> TEXT PROVIDED

◇ ◇ ◇ ◇ ◇ ◇ ◇

Darius Goes West: Pre-screening thoughts

This entry originally appeared on my disability blog, I hate stairs.

I received my usual Friday email alert from The Reflector, Mississippi State’s newspaper. Since my brother is the Opinion Editor (you know, he edits writers’ opinions), I often check out the Opinion section to read the political-finding-of-self Lazarus Austin, the I-had-to-write-about-something-so-I-picked-this Matt Watson, and the satirical breath of fresh air, R.L. Scribner.

But today, I found hapiness in another Opinion writer. Bailey Singletary introduced me to a film called “Darius Goes West,” a film about a guy who has Duchenne Muscular Dystrophy (DMD) and travels from his home in Athens, GA on a cross-country trip to be on “Pimp My Ride.” There is going to be a screening here on campus at Lee Hall. From what I can tell Darius is going to be there, and he and his crew are going to take questions after showing the film.

The project is raising money for DMD research by selling DVDs for $20 each. Out of the twenty, $17 is for DMD research and the remaining $3 is used for making more DVDs. They are also taking donations as well.

It sounds like a great story and the film appears to be rather entertaining. I’ll know more next week. I know that some in the disability community do not like touchy-feely, sympathy-inducing stories about disabled people, espescially when used to raise money. But I don’t think this film is going to rub them the wrong way. I don’t think the focus of the film is going to be about how horrible his disability is, but rather about how life goes on and we make the best of it.

There has also been debate about cures. Some have said that they would not accept a cure because their disabilities help make up who they are. They don’t find cures to be the solution to the “problem.” It isn’t wrong to deny or accept a cure. Individuals have the right to make that decision for themselves. Personally, I would gladly accept a cure. Why? To be frank, my disability will kill me (all else equal). SMA is a progressive disease.

So I hope even the skeptical will give this film a chance, at least on the good chance that it will be entertaining. I’m planning on writing more about the film after the screening. Cheers.

◇ ◇ ◇ ◇ ◇ ◇ ◇

> GIVEN DATA
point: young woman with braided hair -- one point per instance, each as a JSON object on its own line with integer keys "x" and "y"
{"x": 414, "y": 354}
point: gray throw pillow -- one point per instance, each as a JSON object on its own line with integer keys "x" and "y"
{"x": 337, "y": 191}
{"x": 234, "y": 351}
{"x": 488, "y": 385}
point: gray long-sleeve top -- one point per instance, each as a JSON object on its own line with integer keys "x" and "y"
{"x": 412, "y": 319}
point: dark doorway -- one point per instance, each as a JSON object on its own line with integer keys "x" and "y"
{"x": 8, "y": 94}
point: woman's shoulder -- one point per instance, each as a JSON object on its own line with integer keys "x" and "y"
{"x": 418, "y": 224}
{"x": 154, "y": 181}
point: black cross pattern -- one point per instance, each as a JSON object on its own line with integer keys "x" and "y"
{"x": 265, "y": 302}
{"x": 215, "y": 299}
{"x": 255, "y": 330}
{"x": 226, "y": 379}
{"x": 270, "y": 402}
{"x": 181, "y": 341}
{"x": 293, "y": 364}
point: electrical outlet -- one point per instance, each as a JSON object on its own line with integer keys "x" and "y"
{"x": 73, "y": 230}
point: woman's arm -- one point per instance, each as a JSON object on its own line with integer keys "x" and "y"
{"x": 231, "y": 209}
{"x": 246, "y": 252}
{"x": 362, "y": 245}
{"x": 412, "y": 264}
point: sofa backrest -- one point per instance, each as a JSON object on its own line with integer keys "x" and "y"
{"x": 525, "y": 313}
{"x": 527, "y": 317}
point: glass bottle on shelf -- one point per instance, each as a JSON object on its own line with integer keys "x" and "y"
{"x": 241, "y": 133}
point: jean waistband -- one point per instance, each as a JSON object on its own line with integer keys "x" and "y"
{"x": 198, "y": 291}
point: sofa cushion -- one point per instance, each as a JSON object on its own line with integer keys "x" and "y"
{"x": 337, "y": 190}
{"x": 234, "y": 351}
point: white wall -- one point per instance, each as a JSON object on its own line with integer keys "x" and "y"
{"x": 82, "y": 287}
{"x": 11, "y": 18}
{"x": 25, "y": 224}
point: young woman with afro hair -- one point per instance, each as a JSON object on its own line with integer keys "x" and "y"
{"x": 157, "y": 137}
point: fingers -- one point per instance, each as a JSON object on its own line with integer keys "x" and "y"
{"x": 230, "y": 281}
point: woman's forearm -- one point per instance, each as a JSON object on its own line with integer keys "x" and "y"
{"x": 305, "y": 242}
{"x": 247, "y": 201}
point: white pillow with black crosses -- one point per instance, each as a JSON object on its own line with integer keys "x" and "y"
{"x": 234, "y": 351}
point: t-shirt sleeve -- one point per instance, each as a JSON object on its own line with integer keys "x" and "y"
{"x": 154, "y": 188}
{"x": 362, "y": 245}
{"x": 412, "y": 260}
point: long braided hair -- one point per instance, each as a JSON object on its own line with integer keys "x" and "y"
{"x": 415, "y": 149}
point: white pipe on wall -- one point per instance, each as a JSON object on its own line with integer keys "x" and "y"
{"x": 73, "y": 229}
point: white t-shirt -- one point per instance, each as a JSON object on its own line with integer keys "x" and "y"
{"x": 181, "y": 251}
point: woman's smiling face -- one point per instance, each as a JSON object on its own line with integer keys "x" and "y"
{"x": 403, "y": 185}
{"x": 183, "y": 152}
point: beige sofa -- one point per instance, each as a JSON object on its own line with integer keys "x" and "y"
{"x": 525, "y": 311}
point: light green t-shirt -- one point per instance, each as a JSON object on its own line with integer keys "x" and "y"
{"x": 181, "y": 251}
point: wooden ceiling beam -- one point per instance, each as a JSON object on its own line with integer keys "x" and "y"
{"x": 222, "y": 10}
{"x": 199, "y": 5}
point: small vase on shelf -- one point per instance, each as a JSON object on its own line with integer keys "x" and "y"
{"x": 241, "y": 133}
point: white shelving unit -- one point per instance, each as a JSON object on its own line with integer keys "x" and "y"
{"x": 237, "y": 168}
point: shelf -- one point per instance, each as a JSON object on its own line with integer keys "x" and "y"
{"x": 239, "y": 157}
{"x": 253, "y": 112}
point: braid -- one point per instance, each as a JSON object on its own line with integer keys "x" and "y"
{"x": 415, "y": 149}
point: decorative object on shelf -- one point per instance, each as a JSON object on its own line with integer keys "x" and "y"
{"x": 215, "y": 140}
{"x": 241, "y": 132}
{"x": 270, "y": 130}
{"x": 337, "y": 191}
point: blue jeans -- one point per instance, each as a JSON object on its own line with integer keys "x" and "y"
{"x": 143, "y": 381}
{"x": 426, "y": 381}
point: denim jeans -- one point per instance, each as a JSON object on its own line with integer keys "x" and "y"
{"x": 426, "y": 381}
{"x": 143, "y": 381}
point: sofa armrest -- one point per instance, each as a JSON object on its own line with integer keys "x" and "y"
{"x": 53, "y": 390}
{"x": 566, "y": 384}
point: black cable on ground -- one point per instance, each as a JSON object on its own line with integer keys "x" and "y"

◇ ◇ ◇ ◇ ◇ ◇ ◇

> ASSIGNMENT A
List every writer for The Reflector's Opinion section named in the blog post about "Darius Goes West."
> ASSIGNMENT B
According to the blog post about "Darius Goes West," how much of each $20 DVD sale goes to DMD research?
> ASSIGNMENT C
From the blog post about "Darius Goes West," reproduce the stretch from "I received my" through "showing the film.".

> YOUR SOLUTION A
Lazarus Austin
Matt Watson
R.L. Scribner
Bailey Singletary

> YOUR SOLUTION B
$17 of each $20 DVD goes to DMD research.

> YOUR SOLUTION C
I received my usual Friday email alert from The Reflector, Mississippi State’s newspaper. Since my brother is the Opinion Editor (you know, he edits writers’ opinions), I often check out the Opinion section to read the political-finding-of-self Lazarus Austin, the I-had-to-write-about-something-so-I-picked-this Matt Watson, and the satirical breath of fresh air, R.L. Scribner.

But today, I found hapiness in another Opinion writer. Bailey Singletary introduced me to a film called “Darius Goes West,” a film about a guy who has Duchenne Muscular Dystrophy (DMD) and travels from his home in Athens, GA on a cross-country trip to be on “Pimp My Ride.” There is going to be a screening here on campus at Lee Hall. From what I can tell Darius is going to be there, and he and his crew are going to take questions after showing the film.